[Dataset rows on where objects appear]
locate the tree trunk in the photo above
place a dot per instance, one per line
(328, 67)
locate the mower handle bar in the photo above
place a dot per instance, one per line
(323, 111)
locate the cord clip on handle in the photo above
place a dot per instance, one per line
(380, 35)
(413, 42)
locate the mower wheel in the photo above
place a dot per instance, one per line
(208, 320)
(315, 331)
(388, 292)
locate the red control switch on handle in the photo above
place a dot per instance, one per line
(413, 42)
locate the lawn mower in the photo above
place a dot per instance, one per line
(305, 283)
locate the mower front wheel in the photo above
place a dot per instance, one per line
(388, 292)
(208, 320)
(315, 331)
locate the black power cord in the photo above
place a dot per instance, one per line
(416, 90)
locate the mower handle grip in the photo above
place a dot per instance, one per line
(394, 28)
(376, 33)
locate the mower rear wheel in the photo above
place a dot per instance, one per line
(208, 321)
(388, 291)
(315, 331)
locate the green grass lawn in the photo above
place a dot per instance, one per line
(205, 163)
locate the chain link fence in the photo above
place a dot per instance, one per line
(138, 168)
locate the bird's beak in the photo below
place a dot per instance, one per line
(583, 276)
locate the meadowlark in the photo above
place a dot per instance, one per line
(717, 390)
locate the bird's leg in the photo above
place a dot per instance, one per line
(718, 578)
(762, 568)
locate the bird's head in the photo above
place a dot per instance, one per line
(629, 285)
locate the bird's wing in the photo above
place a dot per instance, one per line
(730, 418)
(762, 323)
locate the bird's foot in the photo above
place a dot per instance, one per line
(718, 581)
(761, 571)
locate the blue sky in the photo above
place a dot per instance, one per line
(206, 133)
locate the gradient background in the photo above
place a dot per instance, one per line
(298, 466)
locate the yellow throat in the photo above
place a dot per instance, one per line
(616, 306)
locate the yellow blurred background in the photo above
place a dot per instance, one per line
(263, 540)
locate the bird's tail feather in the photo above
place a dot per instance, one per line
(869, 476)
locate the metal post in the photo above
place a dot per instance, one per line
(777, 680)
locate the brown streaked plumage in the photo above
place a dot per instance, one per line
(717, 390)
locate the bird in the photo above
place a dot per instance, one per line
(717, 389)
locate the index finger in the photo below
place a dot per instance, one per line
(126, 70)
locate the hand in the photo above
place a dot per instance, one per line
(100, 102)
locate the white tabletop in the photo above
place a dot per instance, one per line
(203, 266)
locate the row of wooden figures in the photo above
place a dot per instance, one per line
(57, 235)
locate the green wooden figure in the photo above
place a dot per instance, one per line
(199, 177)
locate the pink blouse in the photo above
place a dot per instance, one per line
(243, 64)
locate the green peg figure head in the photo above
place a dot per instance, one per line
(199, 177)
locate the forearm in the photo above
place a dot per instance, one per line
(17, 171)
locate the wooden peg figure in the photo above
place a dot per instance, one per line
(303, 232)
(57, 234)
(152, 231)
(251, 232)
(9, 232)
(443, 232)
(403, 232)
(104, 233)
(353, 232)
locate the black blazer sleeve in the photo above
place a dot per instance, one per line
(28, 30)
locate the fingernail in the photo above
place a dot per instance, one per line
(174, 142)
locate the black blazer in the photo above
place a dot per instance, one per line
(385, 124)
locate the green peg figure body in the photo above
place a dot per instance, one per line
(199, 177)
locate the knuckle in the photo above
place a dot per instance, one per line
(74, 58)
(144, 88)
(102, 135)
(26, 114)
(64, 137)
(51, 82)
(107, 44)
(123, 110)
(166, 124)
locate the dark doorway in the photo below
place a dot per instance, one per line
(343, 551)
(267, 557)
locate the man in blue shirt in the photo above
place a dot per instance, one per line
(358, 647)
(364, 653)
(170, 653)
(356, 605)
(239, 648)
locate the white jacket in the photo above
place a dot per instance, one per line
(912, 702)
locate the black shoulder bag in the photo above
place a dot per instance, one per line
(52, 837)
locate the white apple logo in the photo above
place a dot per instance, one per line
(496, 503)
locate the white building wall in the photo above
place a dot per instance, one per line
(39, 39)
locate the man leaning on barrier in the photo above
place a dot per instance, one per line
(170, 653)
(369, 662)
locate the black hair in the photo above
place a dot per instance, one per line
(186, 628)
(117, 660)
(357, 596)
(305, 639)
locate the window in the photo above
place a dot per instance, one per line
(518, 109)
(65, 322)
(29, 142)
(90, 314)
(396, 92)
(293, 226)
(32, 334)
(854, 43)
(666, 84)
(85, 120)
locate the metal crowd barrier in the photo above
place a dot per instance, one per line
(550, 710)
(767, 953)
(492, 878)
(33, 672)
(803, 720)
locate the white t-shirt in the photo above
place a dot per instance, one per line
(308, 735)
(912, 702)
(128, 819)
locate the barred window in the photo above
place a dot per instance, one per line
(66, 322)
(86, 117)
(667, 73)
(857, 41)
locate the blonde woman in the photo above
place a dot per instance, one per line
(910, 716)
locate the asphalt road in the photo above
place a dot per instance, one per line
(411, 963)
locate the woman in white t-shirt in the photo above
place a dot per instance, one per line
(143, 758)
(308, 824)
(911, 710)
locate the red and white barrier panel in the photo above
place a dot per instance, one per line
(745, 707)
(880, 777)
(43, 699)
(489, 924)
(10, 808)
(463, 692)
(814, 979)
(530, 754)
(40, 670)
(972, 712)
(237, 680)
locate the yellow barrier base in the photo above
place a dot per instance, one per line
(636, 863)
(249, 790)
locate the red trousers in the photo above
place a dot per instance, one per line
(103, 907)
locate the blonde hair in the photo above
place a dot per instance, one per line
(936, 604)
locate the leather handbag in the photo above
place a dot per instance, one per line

— Your instructions —
Faithfully copy every entry, leaving nothing out.

— Reply —
locate the tree trunk in the photo above
place a dot per instance, one per line
(328, 67)
locate the mower handle bar in the photo above
place a dot per instance, one per line
(323, 111)
locate the cord clip on handle in the photo above
place a dot per instance, one per line
(380, 35)
(413, 42)
locate the mower wheel in the photo above
place a dot per instance, one per line
(208, 320)
(315, 331)
(388, 292)
locate the red control switch on handle in the photo above
place a dot per instance, one per line
(413, 42)
locate the lawn mower in the photo above
place a dot per instance, one per line
(305, 283)
locate the mower front wheel in the photo above
place a dot per instance, one per line
(388, 292)
(208, 320)
(315, 331)
locate the black power cord in the photo above
place a dot per instance, one per line
(416, 90)
locate the mower handle grip in the photo above
place a dot per instance, one per line
(394, 28)
(376, 33)
locate the mower rear wheel in the photo above
place a dot per instance, one per line
(208, 321)
(388, 291)
(315, 331)
locate the green grass lawn in the photo above
place a dot per instance, one per line
(205, 163)
locate the chain link fence in the photo above
place a dot per instance, one per line
(138, 168)
locate the bird's beak in the photo below
place a dot per instance, one per line
(583, 276)
locate the meadowlark in the photo above
place a dot per instance, one per line
(717, 390)
locate the bird's leg in the photo above
place a dot per instance, one per line
(718, 578)
(762, 568)
locate the bird's head in the photo above
place a dot per instance, one per line
(629, 285)
locate the bird's wing in the photo above
place a dot per instance, one per line
(730, 418)
(762, 323)
locate the bird's foot in the photo above
place a dot per instance, one per line
(718, 581)
(761, 571)
locate the blue sky in the photo above
place a dot per instance, one per line
(206, 133)
locate the gradient background in the photo above
place a dot per instance, one per line
(298, 466)
locate the yellow throat in the photo above
place a dot per instance, one per line
(616, 306)
locate the yellow blurred background in the photo above
place a dot per instance, one per line
(263, 540)
locate the bird's tail feather in the photo above
place a dot per instance, one per line
(869, 476)
locate the metal post in the photo above
place a dot per instance, one per line
(777, 680)
locate the brown streaked plumage in the photo above
place a dot per instance, one per line
(717, 390)
locate the bird in the photo above
place a dot per instance, one per line
(717, 389)
locate the index finger in the photo below
place a dot per instance, one per line
(126, 70)
locate the hand in the photo above
place a dot per instance, one per line
(100, 102)
locate the white tabletop in the photo above
place a dot per instance, one per line
(203, 266)
locate the row of wooden figures in the photo above
place a dot per instance, one per line
(57, 235)
locate the green wooden figure in the photo above
place a dot per instance, one per line
(199, 177)
locate the pink blouse in the photo above
place a dot per instance, one per line
(243, 64)
locate the green peg figure head in the photo above
place a dot per instance, one per line
(199, 177)
locate the forearm in the photo above
place a dot per instance, one per line
(17, 171)
locate the wooden peg figure in the photo above
place a dot per instance, one per line
(303, 232)
(57, 234)
(152, 231)
(251, 232)
(9, 232)
(443, 232)
(403, 232)
(104, 233)
(353, 232)
locate the black blazer sleeve in the photo above
place a dot per instance, one per line
(28, 30)
locate the fingernail in the photo above
place a dot per instance, one per line
(174, 142)
locate the black blazer in the photo above
place a dot per instance, one per line
(385, 124)
locate the green peg figure body in the photo above
place a dot per instance, one per line
(199, 177)
locate the knuckle in the photo above
place a dot per instance, one per line
(74, 58)
(144, 88)
(102, 135)
(26, 114)
(64, 137)
(51, 82)
(107, 44)
(123, 110)
(166, 124)
locate the dark doorway in the photo below
place a dot per instance, one per line
(343, 551)
(267, 557)
locate the man in blue shirt in the photo above
place a dot per instance, one per line
(358, 647)
(364, 653)
(170, 653)
(356, 605)
(239, 648)
locate the white jacket in the photo above
place a dot per instance, one per line
(912, 702)
locate the black shoulder bag in the photo above
place a dot per instance, one per line
(52, 837)
locate the white apple logo in the photo above
place a dot per instance, one per line
(496, 503)
locate the white building wall in the photo above
place a dot per instance, one per line
(39, 39)
locate the man leaning on barrier in the photo above
place a dot per instance, one per line
(170, 653)
(369, 662)
locate the black hair in the photo above
place a dot per instance, one per line
(186, 628)
(117, 660)
(357, 596)
(305, 639)
locate the window in the photo above
place a dot per instance, one per line
(518, 109)
(65, 322)
(29, 142)
(90, 314)
(396, 92)
(293, 226)
(32, 334)
(854, 43)
(666, 84)
(85, 120)
locate the metal crowd barrier in the photo above
place a dot per instance, one per line
(550, 710)
(767, 953)
(492, 878)
(33, 672)
(803, 720)
locate the white t-shirt in the photo above
place a dot per instance, one per line
(308, 735)
(912, 702)
(128, 819)
locate the barred window in the photo above
place a dot per instance, one per line
(66, 322)
(86, 117)
(667, 73)
(857, 41)
locate the blonde woman in the photo above
place a dot per instance, one per line
(910, 716)
locate the asphalt road in the photo above
place a dot per instance, one per line
(411, 963)
locate the woman in white t-shirt in the photo above
place a dot per instance, one per line
(143, 758)
(308, 824)
(911, 710)
locate the red and white barrier panel in the photo above
place a dot per instance, one per line
(745, 707)
(880, 777)
(43, 699)
(489, 924)
(10, 808)
(463, 692)
(814, 979)
(530, 754)
(40, 670)
(972, 712)
(237, 680)
locate the yellow barrier base in the photo above
place a dot per instance, one per line
(636, 863)
(249, 790)
locate the red trousers in the photo above
place a dot per instance, one per line
(103, 907)
locate the blonde hair in the photo above
place a dot per instance, one per line
(936, 604)
locate the leather handbag in the photo above
place a dot per instance, one per line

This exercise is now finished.